» **EXERCISE DIRECTIONS**: Copy the data from the line that contains "Would you be able to pick out the car side" to its last line, exactly, including both of those lines and leaving out everything before.

» **RECORDS SUPPLIED**:
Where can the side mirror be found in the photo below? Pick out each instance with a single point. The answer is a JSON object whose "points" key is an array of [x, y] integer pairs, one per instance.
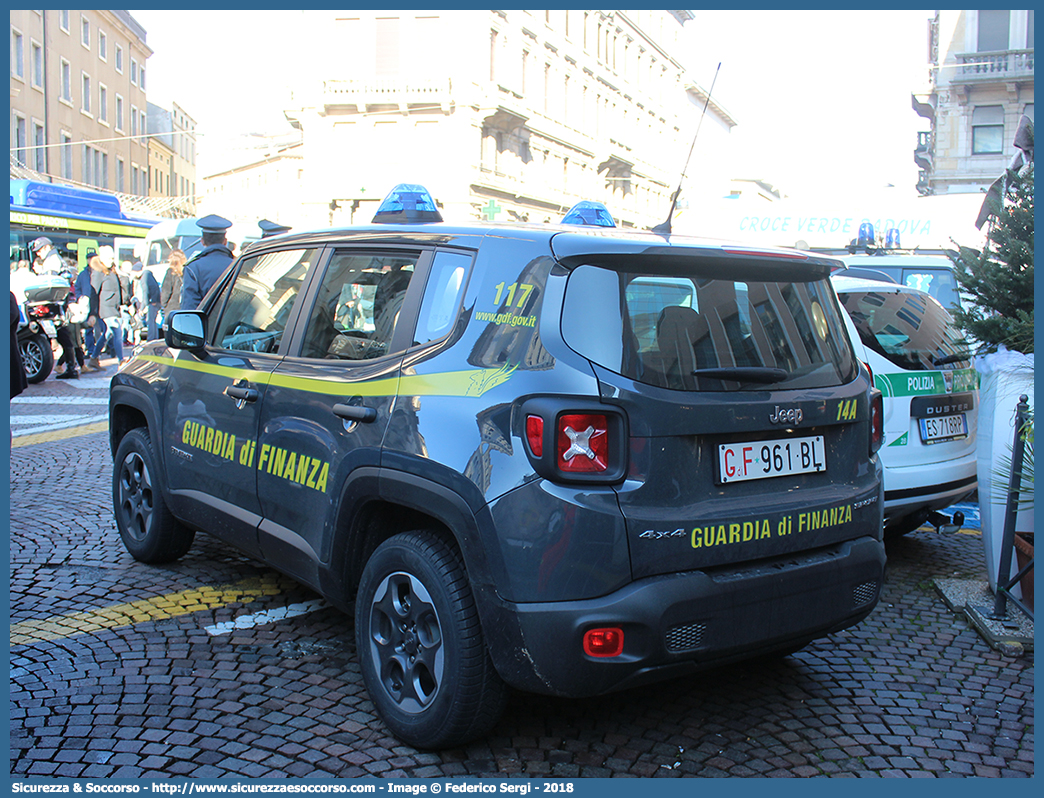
{"points": [[187, 329]]}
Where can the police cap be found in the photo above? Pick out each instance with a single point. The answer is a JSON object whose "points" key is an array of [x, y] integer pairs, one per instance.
{"points": [[39, 243], [214, 224], [271, 228]]}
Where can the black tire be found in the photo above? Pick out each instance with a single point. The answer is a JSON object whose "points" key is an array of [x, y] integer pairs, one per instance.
{"points": [[148, 531], [38, 359], [900, 526], [421, 648]]}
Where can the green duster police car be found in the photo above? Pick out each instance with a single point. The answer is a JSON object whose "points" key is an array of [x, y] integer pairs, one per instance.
{"points": [[565, 459]]}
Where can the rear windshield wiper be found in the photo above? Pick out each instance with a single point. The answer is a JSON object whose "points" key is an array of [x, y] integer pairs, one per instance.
{"points": [[744, 374], [952, 358]]}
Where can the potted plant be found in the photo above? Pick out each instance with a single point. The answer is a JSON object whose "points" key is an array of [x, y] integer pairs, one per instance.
{"points": [[998, 284]]}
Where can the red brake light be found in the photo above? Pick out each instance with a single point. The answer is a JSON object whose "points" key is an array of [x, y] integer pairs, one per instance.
{"points": [[876, 422], [535, 435], [603, 642], [583, 443]]}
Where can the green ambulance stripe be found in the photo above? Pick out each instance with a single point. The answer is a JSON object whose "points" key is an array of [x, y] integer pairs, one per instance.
{"points": [[474, 382], [925, 382]]}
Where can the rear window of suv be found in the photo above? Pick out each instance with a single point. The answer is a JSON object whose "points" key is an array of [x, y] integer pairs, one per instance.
{"points": [[700, 333], [911, 330]]}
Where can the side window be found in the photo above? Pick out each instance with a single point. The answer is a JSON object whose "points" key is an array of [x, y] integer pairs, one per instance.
{"points": [[358, 303], [442, 296], [259, 300]]}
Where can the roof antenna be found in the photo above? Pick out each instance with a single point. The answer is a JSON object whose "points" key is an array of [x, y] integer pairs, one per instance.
{"points": [[664, 229]]}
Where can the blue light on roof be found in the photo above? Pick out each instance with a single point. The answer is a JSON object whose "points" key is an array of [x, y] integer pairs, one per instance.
{"points": [[587, 212], [407, 203]]}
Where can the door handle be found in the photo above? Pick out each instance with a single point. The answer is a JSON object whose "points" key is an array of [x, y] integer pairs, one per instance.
{"points": [[355, 413], [241, 393]]}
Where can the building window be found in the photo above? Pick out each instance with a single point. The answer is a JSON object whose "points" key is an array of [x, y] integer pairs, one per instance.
{"points": [[17, 54], [988, 130], [493, 55], [38, 66], [39, 147], [18, 139], [66, 156], [66, 80], [87, 174], [993, 30]]}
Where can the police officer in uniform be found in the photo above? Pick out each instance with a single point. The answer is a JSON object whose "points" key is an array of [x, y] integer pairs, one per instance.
{"points": [[271, 228], [207, 265]]}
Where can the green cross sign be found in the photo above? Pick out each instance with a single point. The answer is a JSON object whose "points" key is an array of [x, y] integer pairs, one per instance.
{"points": [[491, 210]]}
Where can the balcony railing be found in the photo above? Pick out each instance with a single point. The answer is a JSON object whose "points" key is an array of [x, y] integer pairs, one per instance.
{"points": [[1001, 65], [386, 91]]}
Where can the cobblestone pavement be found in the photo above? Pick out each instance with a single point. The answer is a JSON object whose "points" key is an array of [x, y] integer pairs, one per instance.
{"points": [[114, 674]]}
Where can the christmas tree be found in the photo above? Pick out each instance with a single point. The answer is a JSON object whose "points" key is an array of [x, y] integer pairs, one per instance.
{"points": [[1000, 277]]}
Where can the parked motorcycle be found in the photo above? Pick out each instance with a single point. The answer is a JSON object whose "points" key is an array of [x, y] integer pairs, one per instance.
{"points": [[42, 313]]}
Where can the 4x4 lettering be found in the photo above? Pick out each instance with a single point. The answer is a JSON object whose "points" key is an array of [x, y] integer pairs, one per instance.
{"points": [[847, 409], [311, 475]]}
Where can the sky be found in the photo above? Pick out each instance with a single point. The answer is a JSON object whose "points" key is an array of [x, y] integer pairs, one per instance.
{"points": [[819, 96]]}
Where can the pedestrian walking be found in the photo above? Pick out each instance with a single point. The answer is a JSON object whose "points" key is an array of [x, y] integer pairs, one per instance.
{"points": [[170, 291], [87, 304], [209, 264], [145, 292], [18, 379]]}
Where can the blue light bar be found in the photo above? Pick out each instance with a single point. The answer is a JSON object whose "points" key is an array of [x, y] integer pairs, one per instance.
{"points": [[405, 204], [865, 234], [592, 214]]}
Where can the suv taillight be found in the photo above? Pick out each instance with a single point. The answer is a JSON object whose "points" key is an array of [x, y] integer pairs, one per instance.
{"points": [[583, 443], [876, 421]]}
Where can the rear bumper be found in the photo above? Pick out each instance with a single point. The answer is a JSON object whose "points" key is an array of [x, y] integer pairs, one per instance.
{"points": [[682, 623], [910, 489]]}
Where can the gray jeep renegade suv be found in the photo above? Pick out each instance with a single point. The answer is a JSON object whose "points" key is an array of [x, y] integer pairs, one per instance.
{"points": [[567, 460]]}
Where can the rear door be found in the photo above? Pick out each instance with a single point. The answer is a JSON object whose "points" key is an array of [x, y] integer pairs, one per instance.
{"points": [[328, 404]]}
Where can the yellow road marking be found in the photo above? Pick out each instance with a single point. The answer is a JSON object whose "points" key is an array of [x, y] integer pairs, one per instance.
{"points": [[60, 435], [158, 608]]}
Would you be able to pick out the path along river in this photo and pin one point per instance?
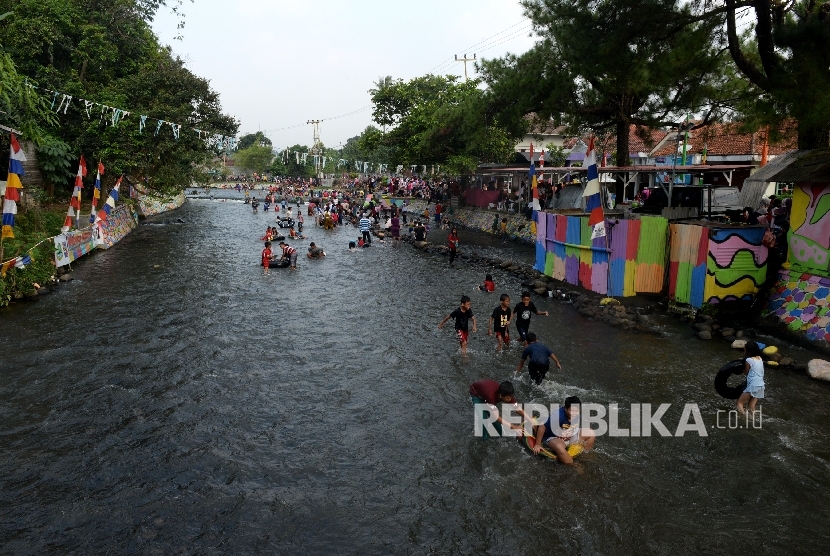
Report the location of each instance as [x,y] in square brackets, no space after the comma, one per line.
[171,399]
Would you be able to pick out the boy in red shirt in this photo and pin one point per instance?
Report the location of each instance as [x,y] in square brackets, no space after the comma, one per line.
[266,256]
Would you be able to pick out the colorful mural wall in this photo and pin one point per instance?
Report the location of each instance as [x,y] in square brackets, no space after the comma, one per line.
[710,265]
[801,301]
[633,264]
[809,235]
[737,264]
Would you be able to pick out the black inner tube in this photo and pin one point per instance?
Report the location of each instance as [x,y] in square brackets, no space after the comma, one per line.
[735,367]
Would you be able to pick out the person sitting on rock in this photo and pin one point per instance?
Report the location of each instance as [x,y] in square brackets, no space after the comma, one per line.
[315,252]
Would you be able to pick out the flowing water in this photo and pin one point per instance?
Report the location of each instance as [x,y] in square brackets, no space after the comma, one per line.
[172,399]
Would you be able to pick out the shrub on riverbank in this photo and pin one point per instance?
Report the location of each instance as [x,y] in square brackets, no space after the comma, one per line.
[31,227]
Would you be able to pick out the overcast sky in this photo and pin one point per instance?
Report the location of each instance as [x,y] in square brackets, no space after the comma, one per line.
[279,63]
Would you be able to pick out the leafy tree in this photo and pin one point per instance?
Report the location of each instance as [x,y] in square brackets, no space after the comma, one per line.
[607,64]
[432,119]
[105,51]
[788,58]
[257,138]
[255,157]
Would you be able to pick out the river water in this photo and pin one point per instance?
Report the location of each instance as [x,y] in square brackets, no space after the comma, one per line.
[172,399]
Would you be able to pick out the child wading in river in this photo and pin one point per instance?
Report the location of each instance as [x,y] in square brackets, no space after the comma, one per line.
[754,371]
[462,316]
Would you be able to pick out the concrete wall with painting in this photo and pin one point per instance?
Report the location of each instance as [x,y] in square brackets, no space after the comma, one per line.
[801,298]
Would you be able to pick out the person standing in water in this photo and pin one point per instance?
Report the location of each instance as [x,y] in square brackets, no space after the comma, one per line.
[523,311]
[500,322]
[462,316]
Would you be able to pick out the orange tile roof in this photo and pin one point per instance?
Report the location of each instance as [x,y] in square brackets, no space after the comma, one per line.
[724,139]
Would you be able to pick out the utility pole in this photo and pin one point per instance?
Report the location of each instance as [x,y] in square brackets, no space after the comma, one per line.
[317,148]
[465,60]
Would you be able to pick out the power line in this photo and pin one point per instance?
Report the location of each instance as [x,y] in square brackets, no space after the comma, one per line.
[470,48]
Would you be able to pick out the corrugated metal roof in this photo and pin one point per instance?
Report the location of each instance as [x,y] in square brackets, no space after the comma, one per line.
[806,166]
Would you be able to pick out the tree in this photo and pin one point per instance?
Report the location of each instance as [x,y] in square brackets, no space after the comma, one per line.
[105,51]
[788,58]
[607,64]
[257,138]
[257,157]
[434,119]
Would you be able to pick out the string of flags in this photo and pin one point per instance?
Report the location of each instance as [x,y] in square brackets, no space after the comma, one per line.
[13,186]
[111,115]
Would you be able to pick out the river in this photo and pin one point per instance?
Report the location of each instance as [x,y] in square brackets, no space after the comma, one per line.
[172,399]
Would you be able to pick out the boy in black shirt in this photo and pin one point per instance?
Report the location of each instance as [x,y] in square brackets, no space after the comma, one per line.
[461,315]
[523,311]
[500,322]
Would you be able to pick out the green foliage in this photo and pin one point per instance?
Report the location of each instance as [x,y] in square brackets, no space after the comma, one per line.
[21,106]
[105,51]
[256,157]
[555,156]
[607,64]
[30,228]
[786,54]
[55,158]
[257,138]
[435,119]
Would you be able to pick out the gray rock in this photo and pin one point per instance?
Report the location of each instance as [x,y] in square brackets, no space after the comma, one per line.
[819,368]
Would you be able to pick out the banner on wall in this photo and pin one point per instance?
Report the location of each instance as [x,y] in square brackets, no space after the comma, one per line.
[120,222]
[72,246]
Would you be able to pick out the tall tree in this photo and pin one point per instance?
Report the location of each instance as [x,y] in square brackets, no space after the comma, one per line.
[607,64]
[257,138]
[789,59]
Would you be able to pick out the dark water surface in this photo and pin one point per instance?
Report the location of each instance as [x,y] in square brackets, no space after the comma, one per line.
[172,400]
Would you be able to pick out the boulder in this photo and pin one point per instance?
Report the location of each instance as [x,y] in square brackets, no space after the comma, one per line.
[819,368]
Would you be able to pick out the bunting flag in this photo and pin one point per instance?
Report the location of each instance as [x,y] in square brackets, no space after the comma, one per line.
[75,200]
[96,193]
[592,194]
[104,213]
[13,187]
[534,183]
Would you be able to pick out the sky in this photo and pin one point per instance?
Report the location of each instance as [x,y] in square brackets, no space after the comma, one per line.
[279,63]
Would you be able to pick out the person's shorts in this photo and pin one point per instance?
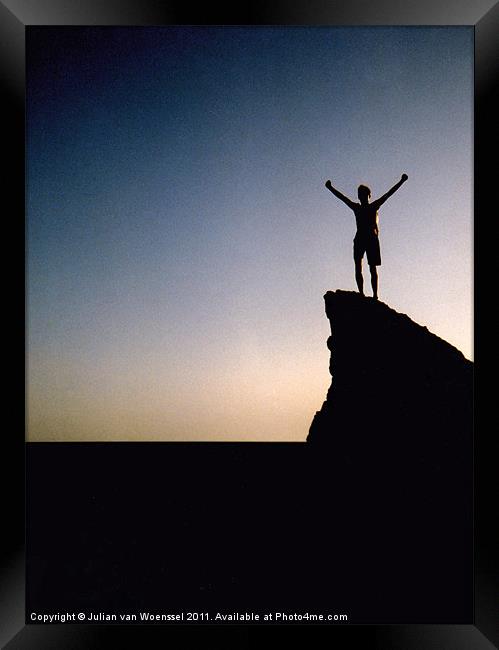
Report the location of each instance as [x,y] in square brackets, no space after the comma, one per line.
[368,244]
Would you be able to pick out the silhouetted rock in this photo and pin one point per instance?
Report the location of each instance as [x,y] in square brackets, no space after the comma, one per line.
[398,391]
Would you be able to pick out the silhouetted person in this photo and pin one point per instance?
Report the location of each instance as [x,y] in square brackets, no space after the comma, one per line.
[366,238]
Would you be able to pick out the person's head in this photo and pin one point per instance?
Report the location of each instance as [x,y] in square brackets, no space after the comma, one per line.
[364,193]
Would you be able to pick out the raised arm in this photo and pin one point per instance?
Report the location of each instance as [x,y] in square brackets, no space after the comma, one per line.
[339,195]
[391,191]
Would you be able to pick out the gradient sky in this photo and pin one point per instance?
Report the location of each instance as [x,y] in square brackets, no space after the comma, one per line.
[180,238]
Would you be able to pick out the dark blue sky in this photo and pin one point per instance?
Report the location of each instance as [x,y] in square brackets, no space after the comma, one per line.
[180,238]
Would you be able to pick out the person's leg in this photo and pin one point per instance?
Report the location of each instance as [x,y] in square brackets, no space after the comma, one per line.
[374,280]
[358,276]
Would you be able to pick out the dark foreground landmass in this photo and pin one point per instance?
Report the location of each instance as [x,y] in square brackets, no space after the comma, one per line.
[371,518]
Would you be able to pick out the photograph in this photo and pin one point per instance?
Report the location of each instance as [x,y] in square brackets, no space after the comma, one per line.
[249,292]
[196,291]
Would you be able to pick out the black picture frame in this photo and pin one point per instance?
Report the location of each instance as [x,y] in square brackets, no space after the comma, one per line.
[14,18]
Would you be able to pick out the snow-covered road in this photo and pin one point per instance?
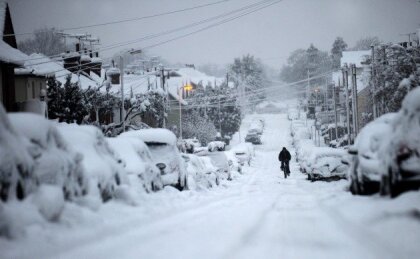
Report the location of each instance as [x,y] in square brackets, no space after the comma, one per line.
[260,215]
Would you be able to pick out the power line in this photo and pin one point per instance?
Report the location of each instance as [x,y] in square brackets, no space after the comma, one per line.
[129,20]
[207,27]
[152,36]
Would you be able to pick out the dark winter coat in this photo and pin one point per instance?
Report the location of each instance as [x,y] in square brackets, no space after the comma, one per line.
[284,155]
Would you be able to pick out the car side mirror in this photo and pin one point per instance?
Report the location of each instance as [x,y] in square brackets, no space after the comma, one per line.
[345,162]
[161,166]
[352,150]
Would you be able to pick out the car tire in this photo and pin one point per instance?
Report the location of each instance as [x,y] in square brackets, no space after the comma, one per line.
[384,187]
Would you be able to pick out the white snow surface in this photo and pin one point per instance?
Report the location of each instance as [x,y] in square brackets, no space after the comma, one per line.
[258,215]
[153,136]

» **IN RESPONSE**:
Would you be able to pick out the car side mirror in this photo and pin one point per instance?
Report the location of each instance as [x,y] in square brackets, no space after the comma, one per line.
[345,162]
[161,166]
[352,150]
Would you be able to pick out the car tire in this photo and pin one point per instance?
Report the location of each instance as [x,y] in square brackets, no space after the comma, one per line.
[384,187]
Would you be able to pick out the white snow surface in this photo and pin one point per instance?
Report the location of each instance as [x,y] in square brackets, no space after the comma, one per line.
[258,215]
[153,136]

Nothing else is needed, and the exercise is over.